[Dataset records]
-- begin --
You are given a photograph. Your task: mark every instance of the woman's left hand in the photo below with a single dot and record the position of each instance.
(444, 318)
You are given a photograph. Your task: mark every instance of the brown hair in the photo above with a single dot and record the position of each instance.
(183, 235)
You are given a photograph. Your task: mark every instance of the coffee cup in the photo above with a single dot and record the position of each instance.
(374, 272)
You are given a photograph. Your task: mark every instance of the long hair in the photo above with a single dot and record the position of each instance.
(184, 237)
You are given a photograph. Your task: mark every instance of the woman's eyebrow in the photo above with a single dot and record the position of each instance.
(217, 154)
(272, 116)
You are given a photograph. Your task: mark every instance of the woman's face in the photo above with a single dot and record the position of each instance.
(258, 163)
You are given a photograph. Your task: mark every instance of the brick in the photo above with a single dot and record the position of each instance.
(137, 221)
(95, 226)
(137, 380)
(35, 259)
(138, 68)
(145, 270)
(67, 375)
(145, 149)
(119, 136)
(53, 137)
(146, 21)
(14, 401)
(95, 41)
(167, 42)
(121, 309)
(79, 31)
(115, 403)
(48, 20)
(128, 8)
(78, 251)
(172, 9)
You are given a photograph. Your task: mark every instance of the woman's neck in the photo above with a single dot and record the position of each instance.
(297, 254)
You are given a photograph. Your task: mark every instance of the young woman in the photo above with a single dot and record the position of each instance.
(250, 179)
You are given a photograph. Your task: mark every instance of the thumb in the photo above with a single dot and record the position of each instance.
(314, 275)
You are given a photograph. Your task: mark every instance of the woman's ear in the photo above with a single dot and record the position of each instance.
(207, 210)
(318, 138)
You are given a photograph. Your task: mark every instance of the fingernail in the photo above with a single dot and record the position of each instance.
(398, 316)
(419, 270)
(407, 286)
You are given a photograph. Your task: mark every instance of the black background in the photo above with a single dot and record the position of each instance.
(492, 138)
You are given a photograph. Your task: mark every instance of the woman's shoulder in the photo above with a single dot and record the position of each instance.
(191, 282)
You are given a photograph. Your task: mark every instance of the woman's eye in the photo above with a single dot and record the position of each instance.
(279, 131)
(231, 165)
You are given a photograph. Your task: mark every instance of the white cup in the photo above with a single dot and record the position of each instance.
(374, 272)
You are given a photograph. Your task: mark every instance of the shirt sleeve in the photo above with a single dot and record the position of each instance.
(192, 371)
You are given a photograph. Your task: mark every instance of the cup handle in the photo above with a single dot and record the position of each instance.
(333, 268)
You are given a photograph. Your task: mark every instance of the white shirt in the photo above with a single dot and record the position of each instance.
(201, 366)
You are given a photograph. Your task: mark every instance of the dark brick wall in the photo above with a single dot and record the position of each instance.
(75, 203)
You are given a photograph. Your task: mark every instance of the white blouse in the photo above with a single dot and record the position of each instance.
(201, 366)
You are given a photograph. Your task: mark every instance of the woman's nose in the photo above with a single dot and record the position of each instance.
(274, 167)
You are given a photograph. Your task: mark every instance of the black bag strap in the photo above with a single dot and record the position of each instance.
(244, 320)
-- end --
Problem to work on: Copy the records above word for word, keeping every line in its original order.

Reply to the task:
You are given a photograph. Your task: mark every instance of the woman's left hand in the photo below with a single dot and record the position of each instance.
(444, 318)
You are given a photograph. Your task: mark every instance of the brown hair in the photo above with a single dot and record the position of each instance.
(183, 235)
You are given a photograph. Your task: mark every instance of the coffee cup in the photo above with a single dot and record the position of each instance.
(374, 272)
You are given a photograph. Your task: mark every instance of the long hair in the photo above with a single dot and record the position of each instance.
(184, 237)
You are given a photograph. Your task: mark every instance of the woman's eyebrow in the photo above with a single dot and record the position of each instance.
(217, 154)
(272, 116)
You are given a photograph. Your task: mark every instance of the woman's face in the photo above with a single dot and record the position of each instance.
(258, 163)
You are given a photograph. Your task: mark every instance of the brick in the photo above with a single dot and record the position of each instance.
(137, 221)
(95, 226)
(137, 380)
(35, 259)
(138, 68)
(145, 270)
(67, 375)
(145, 149)
(119, 136)
(53, 137)
(146, 21)
(14, 401)
(95, 41)
(167, 42)
(121, 309)
(79, 31)
(115, 403)
(48, 20)
(128, 8)
(78, 251)
(172, 9)
You are given a photograph. Your task: mark every instance of the woman's neck in the photo above with a single dot and record the position of each instance.
(297, 254)
You are given a photograph. Your task: mark every instance of the young woman in the photo above with a single dot and record the position of each instance.
(250, 179)
You are given a photograph. Your task: mark every instance of the thumb in the photo above with a single dot and record the position of each instance.
(314, 275)
You are given a photograph. Your task: mark every instance of the woman's ear in the photo above with a single dot and record the position of each instance.
(207, 210)
(318, 138)
You are given a photograph. Your task: mark every instance of the fingernail in the photo above with a single dot and record the position of each instance.
(398, 316)
(419, 270)
(407, 286)
You are given a photograph. Your task: mark every instance of the black background in the photo above with a single dot and record the position of each instance.
(492, 138)
You are given a photograph. Your task: mark every instance of the woman's shoulder in the photo above with a single dot and record the position of each instance.
(191, 282)
You are given a photograph. Your task: mark every instance of the woman's eye in the photo above with a single dot and record the position of each instance.
(279, 131)
(231, 165)
You are given a photograph. Your task: mark every instance of the white cup in the photo above with a single dot and record the position of each instance.
(374, 272)
You are given a photograph. Your task: mark every instance of the shirt sleeve in the photo above with a single dot and record the position of each instance.
(192, 371)
You are given a photograph. Your task: mark every instance of the cup handle in the photo above with a single dot and record the position of each instance.
(333, 268)
You are given a photograph. Your task: mark every instance of the white shirt in the photo above with a single dot and record the position of each instance.
(201, 366)
You are given a photograph. Your task: mark every instance of the dark brick wall in the photo above with a single dot and record the position of each instance.
(75, 203)
You are given a photograph. Your task: mark every instance of the white blouse in the photo above with a single dot and record the position of each instance.
(201, 366)
You are given a photograph. Your task: mark every instance of the woman's nose in the photo above with a single dot and record the position of each instance.
(274, 167)
You are given a photograph. Your task: mark every instance of the black bag strap in the photo above with a single dot and record the position of each instance.
(244, 320)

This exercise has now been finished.